## ASSIGNMENT
This exercise requires an exact output of the listing, images omitted.

## SOURCE MATERIAL
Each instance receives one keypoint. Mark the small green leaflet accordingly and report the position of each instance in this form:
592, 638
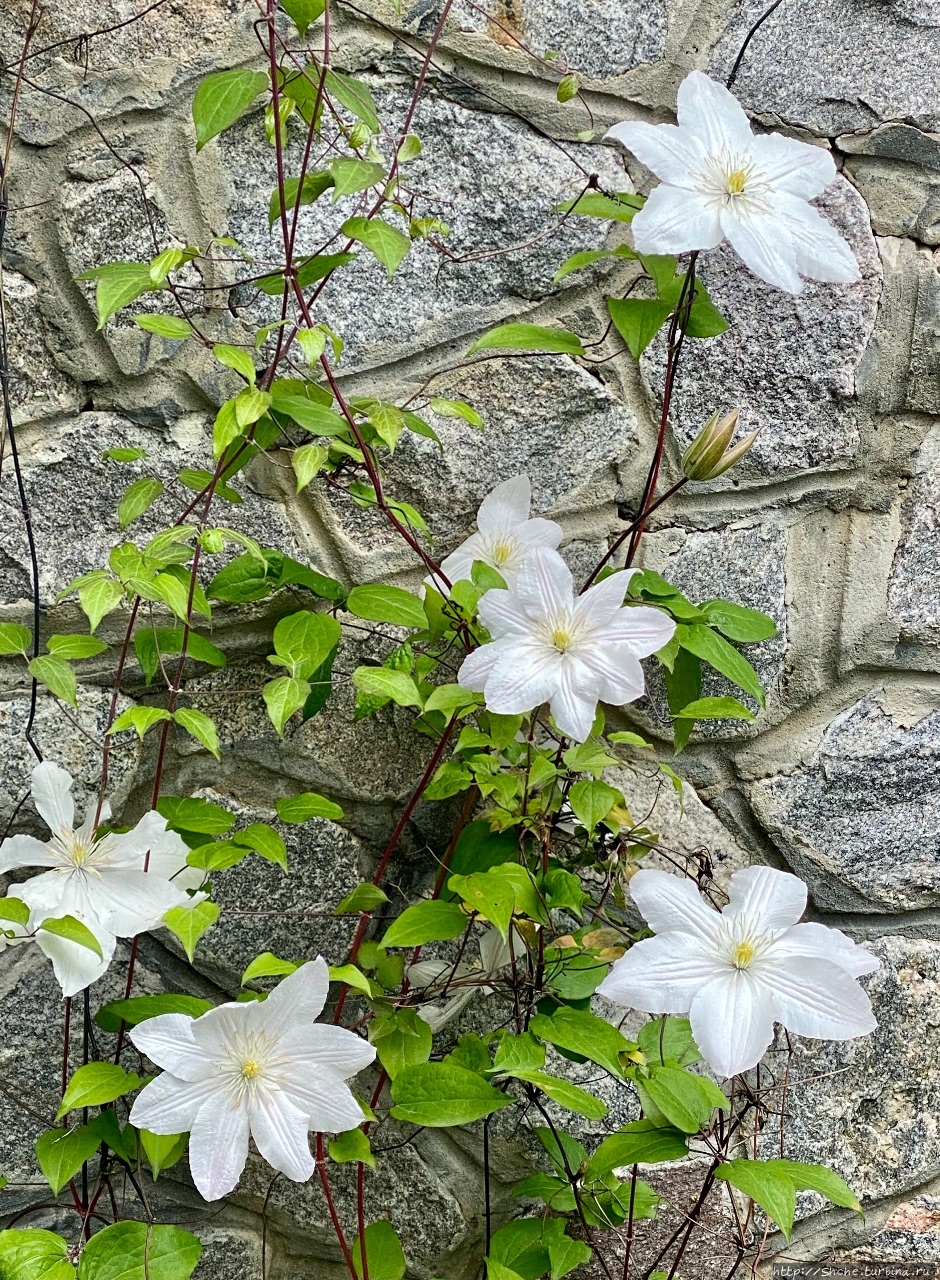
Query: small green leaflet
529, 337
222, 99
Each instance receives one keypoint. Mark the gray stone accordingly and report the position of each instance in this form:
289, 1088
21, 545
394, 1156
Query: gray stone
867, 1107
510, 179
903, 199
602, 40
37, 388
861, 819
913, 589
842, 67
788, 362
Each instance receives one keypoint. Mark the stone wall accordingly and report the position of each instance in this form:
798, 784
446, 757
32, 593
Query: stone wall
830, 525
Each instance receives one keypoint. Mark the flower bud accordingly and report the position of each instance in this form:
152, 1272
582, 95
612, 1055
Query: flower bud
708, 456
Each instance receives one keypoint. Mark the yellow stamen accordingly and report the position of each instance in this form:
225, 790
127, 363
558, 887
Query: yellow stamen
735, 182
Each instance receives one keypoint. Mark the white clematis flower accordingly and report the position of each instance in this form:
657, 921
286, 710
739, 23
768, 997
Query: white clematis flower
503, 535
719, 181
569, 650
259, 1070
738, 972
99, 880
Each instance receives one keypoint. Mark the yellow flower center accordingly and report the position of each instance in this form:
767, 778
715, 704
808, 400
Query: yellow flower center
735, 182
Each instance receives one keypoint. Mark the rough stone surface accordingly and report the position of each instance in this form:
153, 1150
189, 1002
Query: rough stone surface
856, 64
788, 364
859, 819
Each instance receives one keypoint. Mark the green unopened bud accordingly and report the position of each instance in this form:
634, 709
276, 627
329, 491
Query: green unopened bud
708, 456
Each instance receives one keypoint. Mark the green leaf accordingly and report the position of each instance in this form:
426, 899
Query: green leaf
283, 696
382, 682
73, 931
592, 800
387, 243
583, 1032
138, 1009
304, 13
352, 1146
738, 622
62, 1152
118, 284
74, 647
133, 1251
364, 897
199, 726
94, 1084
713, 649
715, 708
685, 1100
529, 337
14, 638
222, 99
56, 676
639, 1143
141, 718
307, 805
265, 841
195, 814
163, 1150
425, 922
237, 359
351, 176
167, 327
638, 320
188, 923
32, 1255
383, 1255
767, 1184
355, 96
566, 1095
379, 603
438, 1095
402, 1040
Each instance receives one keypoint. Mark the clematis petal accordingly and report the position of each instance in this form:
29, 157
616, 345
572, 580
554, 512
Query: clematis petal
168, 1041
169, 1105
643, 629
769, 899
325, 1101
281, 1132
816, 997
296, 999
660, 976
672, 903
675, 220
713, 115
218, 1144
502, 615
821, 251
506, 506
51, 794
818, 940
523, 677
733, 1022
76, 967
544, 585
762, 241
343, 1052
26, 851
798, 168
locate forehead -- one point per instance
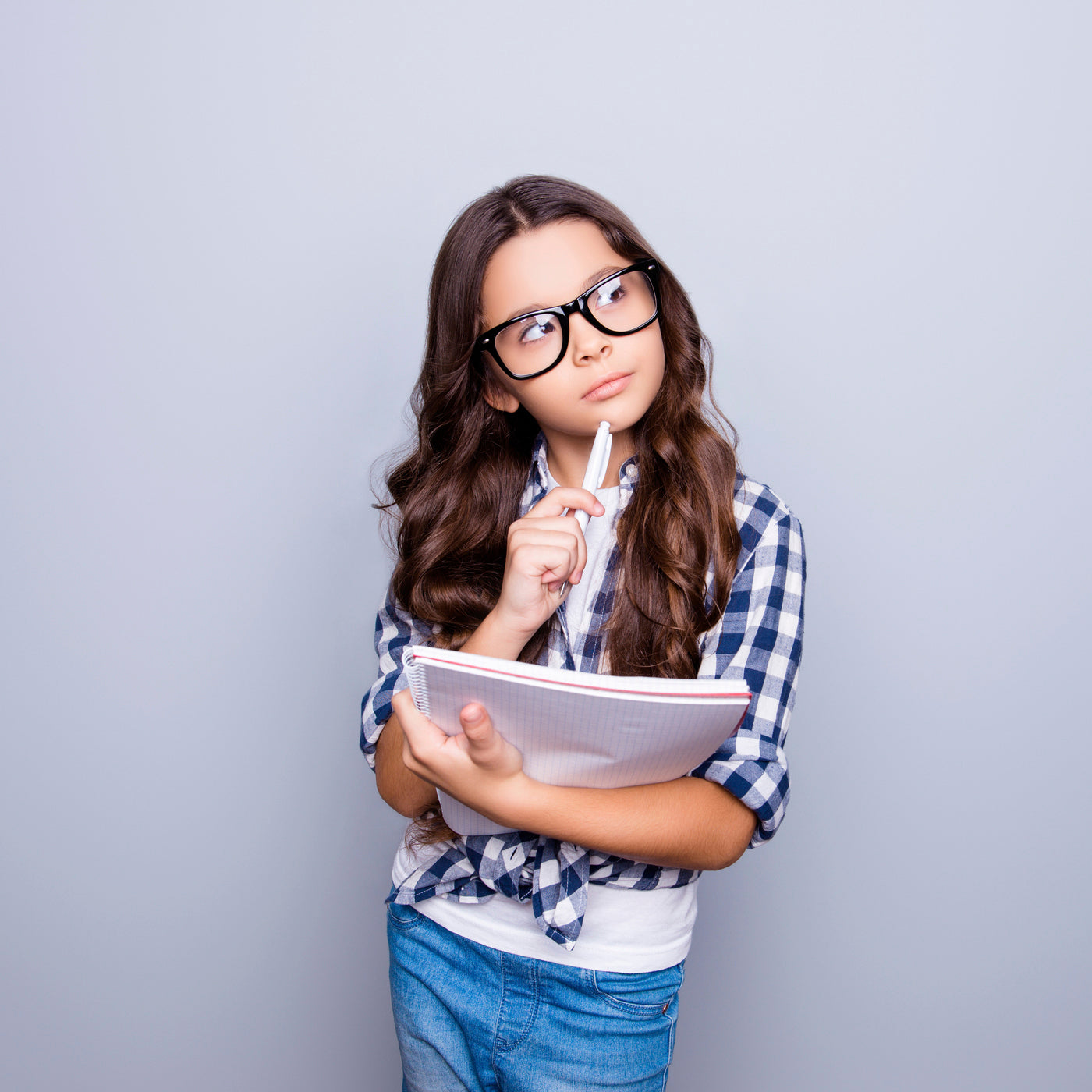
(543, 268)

## RESULT OF THIS TASK
Each instance receives one keypoint. Mark the small green leaflet accordingly and report the position of each instance in this form:
592, 638
Query: small green leaflet
529, 337
222, 99
Each instance receives one keypoint. Mark the gray stone accordingly and report the position of each instance in this form:
289, 1088
21, 545
394, 1156
Query: gray stone
867, 1107
510, 179
903, 199
602, 40
37, 388
861, 819
913, 589
842, 67
788, 362
Each instance receives one keypoint. Mark the stone wall accordingly and report the position of each instance in this form:
798, 784
446, 757
32, 593
Query: stone wall
830, 525
Each instance receives one keypoint. Mark the flower bud accordingly and report the position of each instance in this form:
152, 1272
582, 95
612, 1055
Query: flower bud
708, 456
Each instance receives one keypoint. Mark the yellow stamen accordingly and report the position of each instance in this form:
225, 790
127, 363
558, 887
Query: yellow stamen
735, 182
Each instance receives one keypoint. Mark the white clematis flower accordingly and report the position of each instance in this form:
657, 921
286, 710
739, 23
768, 997
Query: white clematis flower
503, 535
719, 181
569, 650
259, 1070
738, 972
99, 880
Each instance receives one keypoint. Mark the yellow flower center accordingly and report the position of each instance in this form:
767, 778
715, 704
808, 400
Query: yellow flower center
735, 182
Each instance receives one keypoint. Mark the rough stone surface accordingly and report the position of each instance in this form:
153, 1150
189, 1002
Query: rough stone surface
856, 64
788, 364
859, 819
Each instance receives one keypoint. Mark the green unopened bud accordingly and report the position of each instance in this form:
634, 709
276, 627
329, 491
Query: green unopened bud
708, 456
Each instance receives one keypoint. Mark the green leaf accordingly and report the position of each instance in this form:
426, 899
Query: green leaf
283, 696
382, 682
73, 931
592, 800
387, 243
583, 1032
138, 1009
304, 13
352, 1146
738, 622
62, 1152
118, 284
74, 647
133, 1251
364, 897
199, 726
94, 1084
713, 649
715, 708
685, 1100
529, 337
14, 638
222, 99
56, 676
639, 1143
141, 718
307, 805
265, 841
195, 814
163, 1150
425, 922
237, 359
351, 176
167, 327
638, 320
188, 923
32, 1255
383, 1255
767, 1184
355, 96
566, 1095
379, 603
438, 1095
402, 1040
Each instance receives one keypoint. Mark the clematis petal accordingly and report the position of each instance in this form:
29, 157
616, 345
572, 580
554, 512
Query: clematis petal
168, 1041
169, 1105
643, 629
769, 899
325, 1101
281, 1132
816, 997
296, 999
660, 976
672, 903
675, 220
713, 115
218, 1144
502, 615
821, 251
506, 506
51, 794
818, 940
523, 677
733, 1022
76, 967
544, 585
762, 241
343, 1052
26, 851
798, 168
locate forehead -- one point per instance
(543, 268)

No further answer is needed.